WORK TASK: Word for word, copy all the data and drop the pictures.

DATASET CONTENT:
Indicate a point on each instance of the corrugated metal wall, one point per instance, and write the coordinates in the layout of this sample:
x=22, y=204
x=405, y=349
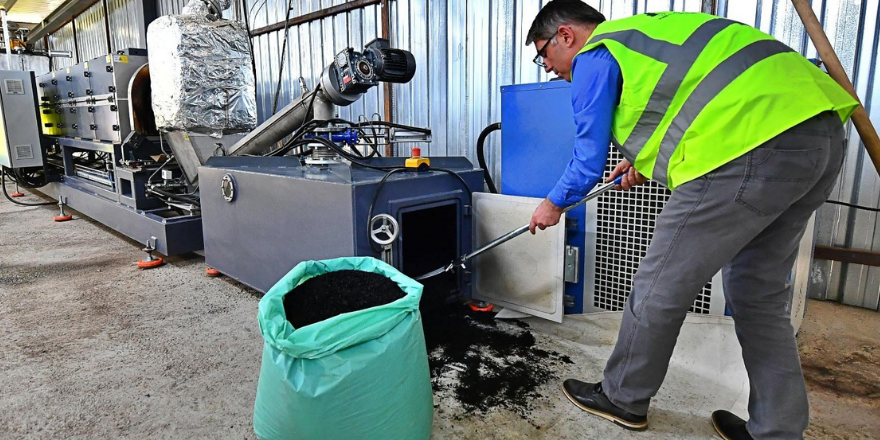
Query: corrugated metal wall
x=91, y=32
x=467, y=50
x=63, y=39
x=127, y=27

THE COMPLETED TASK:
Indicate a point on each instance of the corrugated metal wall, one point per instance, and write the coordinates in the layout of this sample:
x=22, y=204
x=405, y=349
Query: corrugated metal wall
x=91, y=32
x=467, y=50
x=63, y=39
x=127, y=27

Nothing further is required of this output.